*WHAT YOU WILL DO*
Switch "tall grass" to "long grass" throughout the material below and write all of it out again with nothing else altered, omitting the pictures.
========
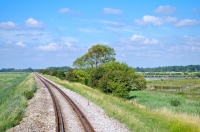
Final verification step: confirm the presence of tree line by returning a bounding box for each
[40,44,146,98]
[135,65,200,72]
[0,68,36,72]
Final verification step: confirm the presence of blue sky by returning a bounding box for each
[0,0,200,69]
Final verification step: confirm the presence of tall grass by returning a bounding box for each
[0,73,36,132]
[130,91,200,115]
[45,75,200,132]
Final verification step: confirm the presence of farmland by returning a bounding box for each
[0,72,36,131]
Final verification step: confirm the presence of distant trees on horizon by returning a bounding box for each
[135,65,200,72]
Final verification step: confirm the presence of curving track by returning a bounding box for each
[35,74,94,132]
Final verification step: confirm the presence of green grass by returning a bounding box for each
[0,73,36,132]
[45,75,200,132]
[147,79,200,89]
[130,90,200,115]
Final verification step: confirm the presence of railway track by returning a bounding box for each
[35,73,94,132]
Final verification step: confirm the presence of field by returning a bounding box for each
[45,75,200,132]
[0,73,36,132]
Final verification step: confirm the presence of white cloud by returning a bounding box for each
[154,5,176,14]
[99,20,125,28]
[5,40,12,44]
[103,8,122,14]
[16,41,25,47]
[120,34,159,44]
[65,42,72,47]
[77,27,101,33]
[135,15,177,26]
[131,34,158,44]
[183,36,200,46]
[35,43,58,51]
[0,21,16,30]
[175,19,200,27]
[25,18,44,28]
[59,8,71,13]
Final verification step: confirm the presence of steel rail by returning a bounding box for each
[35,74,65,132]
[37,73,95,132]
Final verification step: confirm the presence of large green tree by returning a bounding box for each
[73,44,115,69]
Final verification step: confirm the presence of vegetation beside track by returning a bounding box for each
[42,75,200,132]
[0,72,37,132]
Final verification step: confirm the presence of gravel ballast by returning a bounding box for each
[8,74,130,132]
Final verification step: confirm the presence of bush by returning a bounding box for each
[170,99,181,106]
[89,62,146,98]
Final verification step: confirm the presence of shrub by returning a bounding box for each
[170,99,181,106]
[89,62,146,98]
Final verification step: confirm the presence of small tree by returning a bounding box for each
[73,44,115,69]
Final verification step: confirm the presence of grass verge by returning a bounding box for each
[0,73,36,132]
[45,75,200,132]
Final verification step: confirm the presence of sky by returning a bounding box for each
[0,0,200,69]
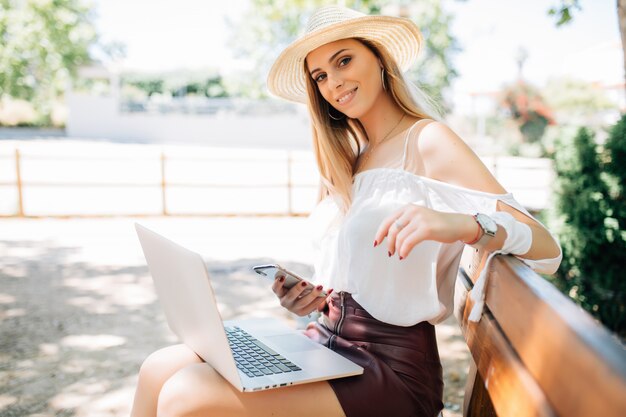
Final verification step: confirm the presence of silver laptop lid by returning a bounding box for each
[135,223,241,389]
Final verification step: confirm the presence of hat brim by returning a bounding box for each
[267,16,422,103]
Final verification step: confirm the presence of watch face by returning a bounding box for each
[476,213,498,236]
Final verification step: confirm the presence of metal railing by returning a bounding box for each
[0,148,552,218]
[0,149,318,218]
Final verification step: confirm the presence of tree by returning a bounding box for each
[551,116,626,337]
[231,0,459,110]
[502,79,554,143]
[0,0,97,122]
[548,0,626,99]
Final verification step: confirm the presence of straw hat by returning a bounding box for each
[267,6,422,103]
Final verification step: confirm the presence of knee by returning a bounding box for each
[139,345,193,386]
[157,364,220,417]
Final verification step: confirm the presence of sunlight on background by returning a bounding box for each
[0,0,626,417]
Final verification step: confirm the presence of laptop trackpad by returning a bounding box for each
[264,334,321,352]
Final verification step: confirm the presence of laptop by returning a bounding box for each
[135,223,363,392]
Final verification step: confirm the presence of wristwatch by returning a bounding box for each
[471,213,498,247]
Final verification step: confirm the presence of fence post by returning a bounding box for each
[15,148,24,217]
[287,151,293,216]
[161,152,167,216]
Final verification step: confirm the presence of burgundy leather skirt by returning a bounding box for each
[305,292,443,417]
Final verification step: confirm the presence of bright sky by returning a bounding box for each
[93,0,623,93]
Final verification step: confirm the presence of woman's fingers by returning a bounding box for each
[395,225,424,259]
[272,275,287,297]
[294,287,326,316]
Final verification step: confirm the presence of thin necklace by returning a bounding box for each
[360,113,406,168]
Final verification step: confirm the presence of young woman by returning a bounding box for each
[132,6,561,417]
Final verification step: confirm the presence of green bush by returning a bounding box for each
[551,116,626,337]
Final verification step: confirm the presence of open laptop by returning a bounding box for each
[135,223,363,392]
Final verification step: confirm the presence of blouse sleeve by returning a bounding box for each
[429,182,563,322]
[307,197,341,287]
[428,181,563,274]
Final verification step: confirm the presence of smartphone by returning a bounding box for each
[252,264,328,297]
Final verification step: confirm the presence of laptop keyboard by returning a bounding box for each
[224,326,301,378]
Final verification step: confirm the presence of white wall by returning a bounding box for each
[66,93,311,149]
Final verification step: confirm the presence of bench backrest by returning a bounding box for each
[455,247,626,417]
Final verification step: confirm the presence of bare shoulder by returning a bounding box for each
[417,121,506,193]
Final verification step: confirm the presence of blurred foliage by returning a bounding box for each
[543,77,619,124]
[0,0,97,124]
[121,70,230,98]
[550,116,626,337]
[231,0,459,110]
[548,0,582,26]
[501,79,554,143]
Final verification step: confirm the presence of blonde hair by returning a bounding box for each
[303,38,440,213]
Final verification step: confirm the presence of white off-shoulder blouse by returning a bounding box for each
[308,120,561,326]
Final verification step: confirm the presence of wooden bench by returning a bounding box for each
[455,248,626,417]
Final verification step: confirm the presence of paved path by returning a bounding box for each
[0,217,469,417]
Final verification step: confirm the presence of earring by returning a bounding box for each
[328,106,346,121]
[380,68,387,91]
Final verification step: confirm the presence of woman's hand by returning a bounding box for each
[374,204,478,259]
[272,275,332,316]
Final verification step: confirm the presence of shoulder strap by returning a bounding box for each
[402,119,430,169]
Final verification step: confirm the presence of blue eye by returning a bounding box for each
[315,74,326,83]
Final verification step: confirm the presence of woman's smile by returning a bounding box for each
[335,87,359,106]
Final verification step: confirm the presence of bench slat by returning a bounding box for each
[455,276,555,417]
[486,256,626,417]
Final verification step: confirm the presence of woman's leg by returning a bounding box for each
[157,363,344,417]
[131,344,202,417]
[131,344,344,417]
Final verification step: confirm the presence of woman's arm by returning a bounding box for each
[375,122,560,259]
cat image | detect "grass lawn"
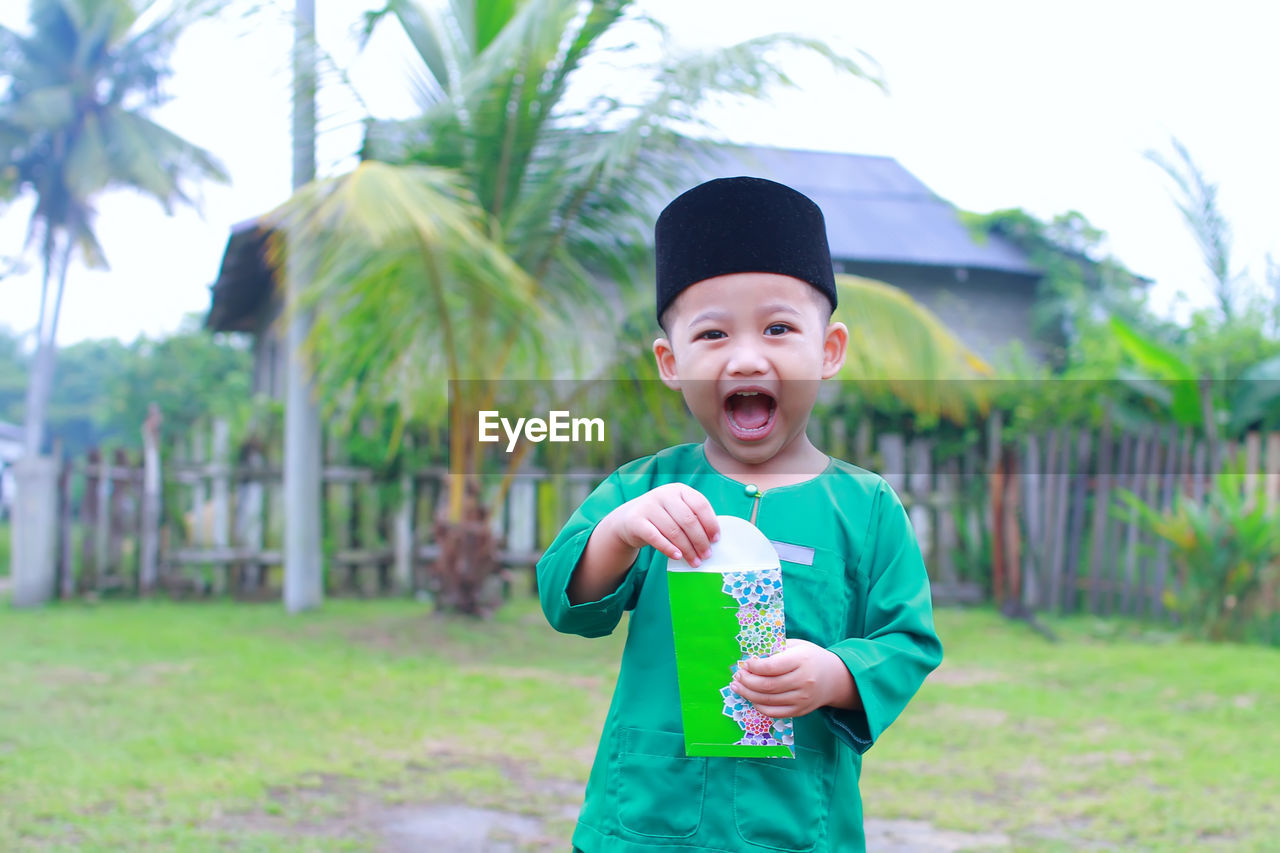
[0,591,1280,850]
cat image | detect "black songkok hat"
[654,177,836,323]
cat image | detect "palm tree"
[0,0,225,456]
[0,0,225,606]
[267,0,988,610]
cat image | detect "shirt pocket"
[781,547,854,648]
[613,729,707,838]
[733,747,829,853]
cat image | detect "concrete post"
[10,456,58,607]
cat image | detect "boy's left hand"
[733,639,860,719]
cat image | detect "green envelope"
========
*TASK RESPONSE*
Final verification step: confirm the presence of tree line by returning a bounding box for each
[40,44,146,98]
[135,65,200,72]
[0,68,36,72]
Final verification step: confirm the presence of blue sky by returning a bounding box for each
[0,0,200,69]
Final verification step: confirm the presence of long grass by returning a bounding box for each
[0,73,36,132]
[130,91,200,115]
[45,75,200,132]
Final verification step: confirm the presence of farmland by returning a bounding box for each
[0,72,36,131]
Final verification step: confirm the presence of distant trees on horizon by returning a bounding box for each
[135,65,200,72]
Final verification step: confirm the presence of curving track by returning a bounding box for each
[35,74,94,132]
Final verification step: confirm the presence of green grass by returning a bounding box for each
[0,73,36,132]
[45,75,200,132]
[147,79,200,89]
[130,90,200,115]
Final verification step: confirm the presence of railway track by returning a bounding box for each
[35,73,94,132]
Final verification step: confirm the presence of field by returning a bounding box for each
[45,75,200,132]
[0,73,36,132]
Final verification step: confirm the presence of white cloud by returning a bounding box for each
[154,5,176,14]
[99,20,125,28]
[5,40,12,44]
[103,8,122,14]
[16,41,25,47]
[120,34,159,44]
[65,42,72,47]
[77,27,101,33]
[135,15,177,26]
[131,34,158,44]
[183,36,200,46]
[35,43,58,51]
[0,21,16,30]
[175,19,200,27]
[25,18,44,28]
[59,8,71,13]
Final verification step: confirm the presence of steel rail by returning a bounding box for each
[35,74,65,132]
[37,73,95,132]
Final verification step: confirm the presence of large green tree by returning a bounding box for each
[73,44,115,69]
Final verification step: confirm the presence of vegetation beside track by returning a bounding box for each
[42,75,200,132]
[0,72,37,132]
Final verification step: confirm the presence of gravel ballast by returning a bounding box for each
[8,74,130,132]
Final verification step: confirm the presence of bush by returning a bounding box for each
[170,99,181,106]
[89,62,146,98]
Final verification step: confirm the presence of shrub by returning a bounding box for each
[170,99,181,106]
[89,62,146,98]
Final verification step: confirm the presence of small tree by returning a bounding box for each
[73,44,115,69]
Final verification step: confirm the presence of grass verge by returning a bounding box for each
[0,73,36,132]
[45,75,200,132]
Final verification step: confirm the presence of sky by returning a bounding box for each
[0,0,200,69]
Final verification step: confirm the presence of silver laptop lid by returning a bounding box for each
[135,223,241,389]
Final verification step: confirm the presence of hat brim by returning a bounding box for each
[267,16,422,103]
Final verification step: confirm the presence of watch face by returning a bounding box for each
[476,213,498,236]
Final verification step: confirm the presence of metal railing by returning a bounding box for each
[0,148,552,218]
[0,149,318,218]
Final verification step: confirm the presence of tree by returning a bounding box for each
[551,116,626,337]
[231,0,459,110]
[502,79,554,143]
[0,0,97,122]
[548,0,626,99]
Final verification step: confirm the presence of straw hat by returning a bounding box for each
[267,6,422,103]
Final verification step: confirm the presence of knee by returning a bounding box for each
[139,345,193,386]
[157,364,220,417]
Final verification step: confirm the presence of sunlight on background by returning a bounding box for each
[0,0,626,417]
Final verification step: confirm the presence of laptop trackpad by returning a bounding box for each
[264,334,321,352]
Final verification step: confirm the presence of laptop by returning a bounding box for each
[135,223,363,392]
Final verification step: confirm the presence of wristwatch by returning a bounding box for each
[471,213,498,247]
Final verification step: confirm the presence of fence post by returning a bounding box for each
[15,148,24,217]
[287,151,293,216]
[161,152,167,216]
Final verification step: confirm the presence of burgundy leather skirt by returning a bounding box for each
[305,292,443,417]
Final verification step: confirm the presence of bright sky by returning a bounding box for each
[93,0,623,93]
Final verification step: confirm the presence of woman's fingers by returning a bounding box for each
[395,225,424,259]
[272,275,287,297]
[294,287,326,316]
Final verification step: confirm the presence of thin necklace by returning a bounding box for each
[360,113,406,168]
Final verification step: confirm the presence of young woman by returning a bounding box for each
[132,6,561,417]
Final verification step: confirm the presence of green bush by returning a bounding box for each
[551,116,626,337]
Final verification step: confirm the presence of open laptop by returning a bounding box for each
[135,223,363,392]
Final verification step: confirm the presence of blouse sleeve by returning a bounding box for each
[429,182,563,322]
[307,197,341,287]
[428,181,563,274]
Final verification step: confirm the presence of smartphone by returning a bounding box for each
[252,264,328,297]
Final verification step: confirm the presence of laptop keyboard by returning a bounding box for each
[224,326,301,378]
Final verification step: confirm the presence of white wall by returning a bounding box for each
[66,93,311,149]
Final verification step: confirm the presence of bench backrest by returning a bounding box for each
[455,247,626,417]
Final verification step: confirm the presence of bare shoulder by returning a bounding box for each
[417,121,506,193]
Final verification step: confirm the presence of blurred foliage by returning a bounding box for each
[543,77,619,124]
[0,0,97,124]
[121,70,230,98]
[550,116,626,337]
[231,0,459,110]
[548,0,582,26]
[501,79,554,143]
Final verification step: confirm the presence of blonde hair by returning a bounding box for each
[303,38,440,213]
Final verification step: confirm the presence of white off-shoulder blouse by returning a bounding box for each
[308,120,561,326]
Final verification step: confirm the presence of wooden bench by returning a bounding box for each
[455,248,626,417]
Final verification step: confirm the presence of paved path by returning a bounding box for each
[0,217,469,417]
Final verification step: confirm the presence of earring by returning a bounding box for each
[328,106,346,121]
[380,68,387,91]
Final verification step: confirm the presence of woman's hand by returning a bounding box for each
[374,204,478,259]
[272,275,332,316]
Final verification step: confirm the presence of shoulder strap by returning a bounding box for each
[402,119,430,169]
Final verification step: confirm the presence of blue eye by returning a bounding box for each
[315,74,326,83]
Final verification step: confirm the presence of woman's smile by returning a bounding box for each
[335,87,359,106]
Final verification step: confirm the presence of bench slat by returning a bounding box for each
[455,276,555,417]
[486,256,626,417]
Final verification step: confirm the presence of woman's leg by returning a bounding box for each
[157,363,344,417]
[131,344,202,417]
[131,344,344,417]
Final verification step: confirm the presence of woman's arm by returning a bounding box for each
[375,122,560,259]
cat image | detect "grass lawn"
[0,591,1280,850]
cat image | detect "black songkok hat"
[654,177,836,323]
cat image | detect "palm tree"
[0,0,225,456]
[0,0,225,606]
[267,0,988,610]
cat image | detect "shirt pocket"
[781,547,854,648]
[613,729,707,838]
[733,747,829,853]
cat image | detect "concrete post"
[10,456,58,607]
cat image | detect "boy's left hand"
[733,639,860,719]
cat image | detect "green envelope"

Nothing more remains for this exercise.